▸ **SUPPLIED DATA**
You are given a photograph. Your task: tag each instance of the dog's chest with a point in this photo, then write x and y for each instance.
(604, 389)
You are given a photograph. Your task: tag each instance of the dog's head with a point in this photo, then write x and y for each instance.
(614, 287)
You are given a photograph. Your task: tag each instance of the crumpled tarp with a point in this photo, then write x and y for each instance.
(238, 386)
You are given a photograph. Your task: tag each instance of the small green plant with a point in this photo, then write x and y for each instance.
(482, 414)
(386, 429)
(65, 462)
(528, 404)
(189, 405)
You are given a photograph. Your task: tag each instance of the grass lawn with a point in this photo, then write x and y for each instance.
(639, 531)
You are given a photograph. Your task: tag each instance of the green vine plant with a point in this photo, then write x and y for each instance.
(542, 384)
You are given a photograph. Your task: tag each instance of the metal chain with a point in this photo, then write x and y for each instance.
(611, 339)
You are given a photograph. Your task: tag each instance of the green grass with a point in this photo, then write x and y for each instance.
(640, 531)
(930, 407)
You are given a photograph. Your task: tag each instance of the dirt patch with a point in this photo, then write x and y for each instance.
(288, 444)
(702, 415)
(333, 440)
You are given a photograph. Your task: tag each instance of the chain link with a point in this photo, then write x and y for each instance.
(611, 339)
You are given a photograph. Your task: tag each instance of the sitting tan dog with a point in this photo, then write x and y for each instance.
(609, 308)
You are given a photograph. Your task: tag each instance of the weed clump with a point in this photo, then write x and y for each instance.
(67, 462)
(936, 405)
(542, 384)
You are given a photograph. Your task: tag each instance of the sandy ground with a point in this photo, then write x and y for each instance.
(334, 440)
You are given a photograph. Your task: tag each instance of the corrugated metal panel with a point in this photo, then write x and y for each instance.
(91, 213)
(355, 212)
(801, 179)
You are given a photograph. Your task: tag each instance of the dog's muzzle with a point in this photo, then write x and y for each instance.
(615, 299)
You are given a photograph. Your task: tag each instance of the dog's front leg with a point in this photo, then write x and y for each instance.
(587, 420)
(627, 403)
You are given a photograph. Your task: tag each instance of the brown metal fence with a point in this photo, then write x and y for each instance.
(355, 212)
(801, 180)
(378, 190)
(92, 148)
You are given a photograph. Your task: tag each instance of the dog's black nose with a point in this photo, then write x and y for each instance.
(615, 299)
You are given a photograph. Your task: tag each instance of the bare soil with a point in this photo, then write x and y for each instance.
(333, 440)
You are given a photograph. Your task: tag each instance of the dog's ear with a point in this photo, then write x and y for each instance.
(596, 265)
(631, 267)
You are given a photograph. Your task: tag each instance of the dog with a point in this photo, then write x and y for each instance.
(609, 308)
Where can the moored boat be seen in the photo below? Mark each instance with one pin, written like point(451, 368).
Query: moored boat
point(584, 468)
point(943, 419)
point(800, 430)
* * *
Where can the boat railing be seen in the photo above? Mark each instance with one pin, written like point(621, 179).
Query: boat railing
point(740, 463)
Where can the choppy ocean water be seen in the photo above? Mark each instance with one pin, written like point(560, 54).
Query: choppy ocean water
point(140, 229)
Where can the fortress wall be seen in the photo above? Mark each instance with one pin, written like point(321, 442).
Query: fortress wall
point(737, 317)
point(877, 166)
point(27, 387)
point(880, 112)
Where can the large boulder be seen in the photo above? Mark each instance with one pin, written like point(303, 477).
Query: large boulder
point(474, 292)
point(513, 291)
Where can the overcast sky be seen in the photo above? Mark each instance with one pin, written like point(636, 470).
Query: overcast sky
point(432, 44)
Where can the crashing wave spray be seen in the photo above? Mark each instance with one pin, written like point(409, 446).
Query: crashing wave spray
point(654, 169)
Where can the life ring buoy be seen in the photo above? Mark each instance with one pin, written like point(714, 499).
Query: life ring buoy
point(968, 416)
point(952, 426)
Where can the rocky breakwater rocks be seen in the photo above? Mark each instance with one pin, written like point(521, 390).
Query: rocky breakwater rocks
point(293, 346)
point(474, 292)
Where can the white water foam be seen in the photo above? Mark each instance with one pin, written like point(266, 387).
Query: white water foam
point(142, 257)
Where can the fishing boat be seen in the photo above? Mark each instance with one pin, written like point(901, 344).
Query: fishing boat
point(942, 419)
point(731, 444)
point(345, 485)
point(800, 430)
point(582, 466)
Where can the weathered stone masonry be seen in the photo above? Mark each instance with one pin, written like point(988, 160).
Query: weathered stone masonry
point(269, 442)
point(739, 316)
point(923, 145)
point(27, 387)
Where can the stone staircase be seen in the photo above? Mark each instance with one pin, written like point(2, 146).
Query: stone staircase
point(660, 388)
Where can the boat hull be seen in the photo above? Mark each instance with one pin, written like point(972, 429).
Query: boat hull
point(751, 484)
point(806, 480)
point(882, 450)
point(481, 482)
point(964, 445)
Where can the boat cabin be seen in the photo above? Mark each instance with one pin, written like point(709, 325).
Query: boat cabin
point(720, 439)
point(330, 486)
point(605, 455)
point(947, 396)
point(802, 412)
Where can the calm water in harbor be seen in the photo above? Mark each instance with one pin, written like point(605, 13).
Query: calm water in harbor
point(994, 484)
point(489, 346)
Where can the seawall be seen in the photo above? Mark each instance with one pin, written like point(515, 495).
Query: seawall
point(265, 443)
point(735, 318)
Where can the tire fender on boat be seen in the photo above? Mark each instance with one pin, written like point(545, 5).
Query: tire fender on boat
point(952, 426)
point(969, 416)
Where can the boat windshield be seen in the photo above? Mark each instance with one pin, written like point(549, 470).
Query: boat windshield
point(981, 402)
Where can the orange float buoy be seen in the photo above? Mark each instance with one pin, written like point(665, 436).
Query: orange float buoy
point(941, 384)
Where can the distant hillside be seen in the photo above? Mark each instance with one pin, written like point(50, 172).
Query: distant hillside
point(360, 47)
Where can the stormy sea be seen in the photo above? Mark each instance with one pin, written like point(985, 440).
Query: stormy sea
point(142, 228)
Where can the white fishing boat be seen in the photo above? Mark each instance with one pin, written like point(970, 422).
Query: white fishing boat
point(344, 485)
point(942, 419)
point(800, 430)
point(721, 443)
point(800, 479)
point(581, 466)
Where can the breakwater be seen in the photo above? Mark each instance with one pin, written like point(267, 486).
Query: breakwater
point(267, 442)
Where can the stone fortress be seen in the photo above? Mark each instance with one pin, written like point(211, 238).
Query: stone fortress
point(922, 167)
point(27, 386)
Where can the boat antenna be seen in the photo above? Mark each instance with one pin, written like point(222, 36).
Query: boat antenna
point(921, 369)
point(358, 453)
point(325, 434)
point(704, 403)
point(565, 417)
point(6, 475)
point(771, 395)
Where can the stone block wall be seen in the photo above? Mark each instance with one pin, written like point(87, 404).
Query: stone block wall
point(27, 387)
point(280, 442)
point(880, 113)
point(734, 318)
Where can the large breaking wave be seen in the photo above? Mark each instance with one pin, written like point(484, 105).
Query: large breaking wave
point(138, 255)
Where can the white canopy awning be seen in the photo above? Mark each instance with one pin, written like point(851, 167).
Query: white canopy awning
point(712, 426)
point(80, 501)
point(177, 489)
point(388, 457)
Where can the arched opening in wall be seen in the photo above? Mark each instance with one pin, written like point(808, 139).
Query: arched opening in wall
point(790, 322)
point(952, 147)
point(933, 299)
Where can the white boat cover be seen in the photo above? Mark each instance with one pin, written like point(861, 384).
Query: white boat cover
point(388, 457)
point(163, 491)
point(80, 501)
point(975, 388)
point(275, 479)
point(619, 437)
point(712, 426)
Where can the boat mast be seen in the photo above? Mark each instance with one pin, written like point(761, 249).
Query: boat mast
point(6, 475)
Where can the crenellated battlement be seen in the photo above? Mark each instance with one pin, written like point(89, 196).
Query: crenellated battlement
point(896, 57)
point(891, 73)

▸ **WORK TASK**
What is needed is a verbatim copy of every line in the records above from the one containing "Query: boat railing" down to the one containing "Where can the boat hull", both included, and nothing more.

▸ **RESPONSE BELOW**
Query: boat railing
point(740, 463)
Where can the choppy ocean water be seen in the photo above? Mark each instance with one pin, written like point(560, 54).
Query: choppy ocean water
point(140, 229)
Where can the fortress wall be seen in the photo above? Mark each instance with one pin, written like point(321, 442).
Query: fortress wall
point(737, 317)
point(877, 166)
point(27, 387)
point(880, 112)
Where can the large boulder be seen in the photo above? Mark each instance with one pin, written like point(303, 477).
Query: large boulder
point(474, 292)
point(513, 291)
Where can the overcast sky be seen in the photo above? Mark each instance with one pin, written like point(636, 470).
Query: overcast sky
point(432, 44)
Where can the crashing wave spray be seen in the photo above? Mark each instance with one pin, written like point(409, 446).
Query: crashing wave spray
point(654, 169)
Where can the life ring buoy be seen in the photo above? Mark each instance with one pin, written like point(714, 499).
Query: life ring buoy
point(968, 416)
point(952, 426)
Where can the rocky breakwater rocks be seen in the photo above? Mark each instance with one pin, written like point(521, 390).
Query: rocky breakwater rocks
point(293, 346)
point(474, 292)
Where can the white water foam be seen in the photo above? Mark each instance with one pin, written like point(266, 387).
Query: white water foam
point(142, 257)
Where can the fishing boat be seen in the photo above? Mark each instance with one pin, written like point(901, 344).
Query: fishing boat
point(942, 419)
point(731, 444)
point(345, 485)
point(800, 430)
point(582, 466)
Where can the weathered stone masonry be seen in the photo above? Mark each instance with one pin, written like point(988, 160).
Query: weathered stone masonry
point(269, 442)
point(739, 316)
point(923, 145)
point(27, 387)
Where can the stone staircase be seen in the photo above? Mark each instance with one pin, written like point(2, 146).
Query: stone staircase
point(660, 388)
Where can the boat hull be seen in the photo above? Mark each instance with one pin, written like point(972, 429).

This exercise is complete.